» Problem:
Please carry on the class action complaint against Mortgage Electronic Registration Systems from the point where its text stops, starting after paragraph 16.

» Text excerpt:
[start]

MICHIGAN CLASS ACTION | DEPAUW v. MORTGAGE ELECTRONIC REGISTRATION SYSTEMS, INC. “MERS”


UNITED STATES DISTRICT COURT
EASTERN DISTRICT OF MICHIGAN
SOUTHERN DIVISION

* * * * * * * *

MARLYA DEPAUW and SHARON & TERRANCE LAFRANCE, Individually and as Representatives of a Class of Individuals Similarly Situated,
Plaintiffs,

v.

MORTGAGE ELECTRONIC
REGISTRATION SYSTEMS, INC.
c/o The Corporation Trust Company,
as Statutory Agent
Corporation Trust Center
1209 Orange Street
New Castle, DE 19801,
Defendant.

Case Number: 2:11-cv-12032

JUDGE:
Magistrate Judge:


______________________________________________________________________________

CLASS ACTION COMPLAINT WITH DEMAND FOR JURY
TRIAL ENDORSED HEREON

EXCERPT:

16. In many of the actions filed by MERS, mortgagor homeowners responded by filing pleadings arguing that MERS did not have the capacity to foreclose by advertisement as they did not own or have any interest in the underlying indebtedness.

[end]

» Items:
[start]

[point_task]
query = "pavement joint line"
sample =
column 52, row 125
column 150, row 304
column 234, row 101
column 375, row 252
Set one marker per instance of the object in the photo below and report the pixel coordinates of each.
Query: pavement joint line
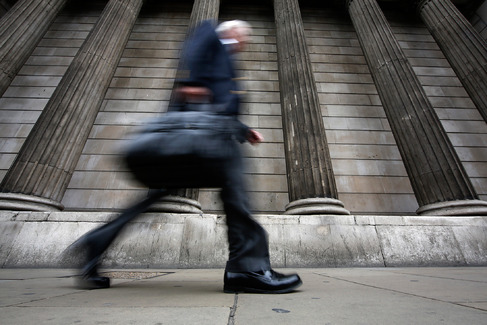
column 440, row 277
column 402, row 292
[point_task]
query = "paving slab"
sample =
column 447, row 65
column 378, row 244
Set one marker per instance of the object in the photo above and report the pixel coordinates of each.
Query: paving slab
column 446, row 295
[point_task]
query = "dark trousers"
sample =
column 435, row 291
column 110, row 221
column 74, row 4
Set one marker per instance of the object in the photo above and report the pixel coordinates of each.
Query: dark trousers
column 248, row 246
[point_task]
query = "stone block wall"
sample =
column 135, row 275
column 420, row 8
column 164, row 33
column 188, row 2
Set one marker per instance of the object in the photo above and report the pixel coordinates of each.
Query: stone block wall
column 370, row 175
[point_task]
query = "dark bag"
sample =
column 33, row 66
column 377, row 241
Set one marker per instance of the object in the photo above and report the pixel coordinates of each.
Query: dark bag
column 182, row 149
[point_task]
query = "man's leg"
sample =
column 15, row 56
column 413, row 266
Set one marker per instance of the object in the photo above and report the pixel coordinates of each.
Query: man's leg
column 248, row 268
column 248, row 246
column 93, row 244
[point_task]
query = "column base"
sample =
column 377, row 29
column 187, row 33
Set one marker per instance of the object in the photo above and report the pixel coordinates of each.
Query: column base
column 454, row 208
column 316, row 206
column 24, row 202
column 176, row 204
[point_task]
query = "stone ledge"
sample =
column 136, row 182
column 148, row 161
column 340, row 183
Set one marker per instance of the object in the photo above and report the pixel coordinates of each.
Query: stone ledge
column 156, row 240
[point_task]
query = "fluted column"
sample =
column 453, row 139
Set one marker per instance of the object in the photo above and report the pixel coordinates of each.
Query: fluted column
column 186, row 200
column 43, row 168
column 462, row 45
column 21, row 28
column 439, row 181
column 312, row 188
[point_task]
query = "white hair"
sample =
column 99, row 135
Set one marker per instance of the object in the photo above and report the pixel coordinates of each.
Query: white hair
column 231, row 24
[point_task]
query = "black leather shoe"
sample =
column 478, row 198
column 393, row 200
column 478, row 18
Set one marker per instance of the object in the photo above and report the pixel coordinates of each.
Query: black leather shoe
column 93, row 282
column 260, row 282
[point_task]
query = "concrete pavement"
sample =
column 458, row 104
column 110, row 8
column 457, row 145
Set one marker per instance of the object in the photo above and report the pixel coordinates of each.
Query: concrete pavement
column 445, row 295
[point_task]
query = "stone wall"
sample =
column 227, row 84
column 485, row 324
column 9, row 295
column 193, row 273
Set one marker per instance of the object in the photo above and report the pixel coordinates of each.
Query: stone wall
column 370, row 175
column 39, row 239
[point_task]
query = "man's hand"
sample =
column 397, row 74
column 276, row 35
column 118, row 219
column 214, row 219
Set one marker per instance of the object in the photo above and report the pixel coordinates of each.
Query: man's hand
column 254, row 137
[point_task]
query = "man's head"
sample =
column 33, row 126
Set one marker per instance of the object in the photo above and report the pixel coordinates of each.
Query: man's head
column 238, row 30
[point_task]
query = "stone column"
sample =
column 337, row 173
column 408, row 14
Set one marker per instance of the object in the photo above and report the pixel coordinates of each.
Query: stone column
column 312, row 188
column 439, row 181
column 462, row 45
column 43, row 168
column 186, row 200
column 21, row 28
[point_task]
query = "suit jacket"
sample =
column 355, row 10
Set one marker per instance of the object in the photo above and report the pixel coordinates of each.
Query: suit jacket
column 208, row 63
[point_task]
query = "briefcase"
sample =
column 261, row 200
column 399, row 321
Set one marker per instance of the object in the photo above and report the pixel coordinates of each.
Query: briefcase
column 183, row 149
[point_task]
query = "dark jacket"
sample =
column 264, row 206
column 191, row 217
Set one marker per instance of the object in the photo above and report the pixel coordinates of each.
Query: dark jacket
column 207, row 63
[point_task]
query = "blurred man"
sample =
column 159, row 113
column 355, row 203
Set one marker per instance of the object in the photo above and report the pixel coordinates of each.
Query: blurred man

[end]

» Exercise answer:
17. In response to these challenges, MERS would normally answer by providing confusing loan documents and claiming an interest in the underlying debt, even though they knew this was not true and that they were not complying with the requirements of MCL 600.3201, et seq.

18. Even in the face of these challenges, MERS did, and continued for a period of years, to knowingly, fraudulently and illegally foreclose using a State law upon which they had no authority or right to utilize.

19. In these cases, MERS lacked the authority to foreclose by advertisement pursuant to MCL 600.3201, et seq., as MERS was never either the owner of the underlying indebtedness or loan and was not the servicing agent of the mortgage.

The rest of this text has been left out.